Source records
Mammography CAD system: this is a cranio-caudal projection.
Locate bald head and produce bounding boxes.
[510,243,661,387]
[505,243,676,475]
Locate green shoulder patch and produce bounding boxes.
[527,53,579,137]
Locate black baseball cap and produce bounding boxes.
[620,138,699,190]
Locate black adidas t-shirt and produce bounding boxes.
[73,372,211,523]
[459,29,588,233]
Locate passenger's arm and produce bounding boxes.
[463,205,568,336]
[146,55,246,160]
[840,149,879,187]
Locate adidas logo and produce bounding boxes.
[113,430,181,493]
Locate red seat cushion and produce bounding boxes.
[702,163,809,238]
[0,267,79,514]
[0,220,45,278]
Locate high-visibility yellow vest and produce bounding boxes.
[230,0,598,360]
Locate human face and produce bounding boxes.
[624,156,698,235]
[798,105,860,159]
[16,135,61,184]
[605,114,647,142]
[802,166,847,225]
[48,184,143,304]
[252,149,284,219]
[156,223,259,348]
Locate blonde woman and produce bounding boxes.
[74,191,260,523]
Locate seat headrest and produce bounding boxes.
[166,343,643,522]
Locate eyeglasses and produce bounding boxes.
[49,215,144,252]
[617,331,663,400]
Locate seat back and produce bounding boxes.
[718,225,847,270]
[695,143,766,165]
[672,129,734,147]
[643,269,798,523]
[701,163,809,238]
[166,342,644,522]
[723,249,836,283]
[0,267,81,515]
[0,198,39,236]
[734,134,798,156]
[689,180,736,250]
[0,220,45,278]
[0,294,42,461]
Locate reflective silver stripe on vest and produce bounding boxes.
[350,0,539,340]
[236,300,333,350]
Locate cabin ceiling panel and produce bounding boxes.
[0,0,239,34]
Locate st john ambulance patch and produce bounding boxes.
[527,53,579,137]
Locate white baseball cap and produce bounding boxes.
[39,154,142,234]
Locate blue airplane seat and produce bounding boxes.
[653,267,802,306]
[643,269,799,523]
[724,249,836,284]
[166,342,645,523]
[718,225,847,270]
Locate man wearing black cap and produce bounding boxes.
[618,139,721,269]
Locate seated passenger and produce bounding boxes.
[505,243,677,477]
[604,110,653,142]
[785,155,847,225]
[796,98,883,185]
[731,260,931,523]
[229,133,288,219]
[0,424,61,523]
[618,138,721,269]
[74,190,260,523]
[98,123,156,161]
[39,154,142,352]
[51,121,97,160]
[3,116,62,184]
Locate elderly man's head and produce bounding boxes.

▶ **The exercise**: Please rewrite the rows above as a numbered list, one line per item, leaving out any blank lines.

▶ **Reply to the exercise**:
1. Mammography CAD system: this is a cranio-caudal projection.
2. Locate bald head and produce bounding boxes.
3. [510,243,661,387]
4. [505,243,676,475]
5. Locate green shoulder patch and produce bounding boxes.
6. [527,53,579,137]
7. Locate black baseball cap and produce bounding boxes.
8. [620,138,699,190]
9. Locate black adidas t-shirt and produce bounding boxes.
10. [73,372,211,523]
11. [459,29,588,233]
12. Locate passenger's arm and produce bounding boxes.
13. [463,205,568,336]
14. [146,55,246,160]
15. [840,149,879,187]
16. Locate adidas logo and produce bounding boxes.
17. [113,430,181,493]
18. Locate red seat cushion and produce bounding boxes.
19. [702,163,809,238]
20. [0,267,79,514]
21. [0,220,45,278]
22. Locate high-visibility yellow vest and produce bounding boxes.
23. [230,0,598,360]
24. Locate human face and produce bounding boxes.
25. [624,156,698,235]
26. [798,105,860,159]
27. [16,135,61,184]
28. [605,114,647,142]
29. [802,166,847,225]
30. [48,184,143,304]
31. [252,149,284,219]
32. [156,223,259,348]
33. Locate blonde woman and produce bounding boxes.
34. [74,191,260,523]
35. Locate seat headrest and produce bounding boxes.
36. [166,343,643,522]
37. Locate eyeglasses and produce bounding boxes.
38. [49,215,144,252]
39. [617,331,663,400]
40. Locate seat back and produce bounding boxes.
41. [718,225,847,270]
42. [695,143,766,165]
43. [672,129,734,147]
44. [643,269,798,523]
45. [701,163,809,238]
46. [166,342,644,522]
47. [723,249,836,283]
48. [0,267,81,515]
49. [0,198,39,236]
50. [734,134,798,156]
51. [689,180,736,250]
52. [0,220,45,278]
53. [0,294,42,461]
54. Locate reflective silver stripe on vest and produce bounding boxes.
55. [350,0,539,340]
56. [236,300,333,350]
57. Locate cabin ceiling panel and produce bounding boxes.
58. [0,0,239,34]
59. Locate st john ambulance patch and produce bounding boxes.
60. [527,53,579,137]
61. Locate white baseball cap and produce bounding boxes.
62. [39,154,142,234]
63. Locate blue airplane seat and produce bounding boxes.
64. [653,267,802,306]
65. [643,269,799,523]
66. [724,249,836,284]
67. [166,342,645,523]
68. [718,225,847,270]
69. Locate man wearing black cap and produce bounding boxes.
70. [618,139,721,269]
71. Locate seated passenger and produce bounding boxes.
72. [505,243,677,477]
73. [604,110,653,142]
74. [785,155,847,225]
75. [796,98,883,185]
76. [731,260,931,523]
77. [229,133,288,219]
78. [0,424,61,523]
79. [618,138,721,269]
80. [74,190,260,523]
81. [98,123,156,161]
82. [39,154,142,352]
83. [51,121,97,160]
84. [3,116,62,184]
85. Locate elderly man's head and produce bounding boxes.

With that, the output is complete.